**Brief:**
Output the records below as a two-column CSV with the header columns text and answer, one row per record. Put each record's text and its answer in a single quoted field, with line breaks replaced by spaces.

**Entries provided:**
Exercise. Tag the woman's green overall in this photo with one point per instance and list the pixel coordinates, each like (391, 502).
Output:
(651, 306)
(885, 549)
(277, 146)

**Written solution:**
text,answer
"Exercise. Tag the woman's green overall in this photo with one point per instance and list the pixel coordinates, each like (391, 502). Output:","(651, 306) (885, 549) (277, 146)"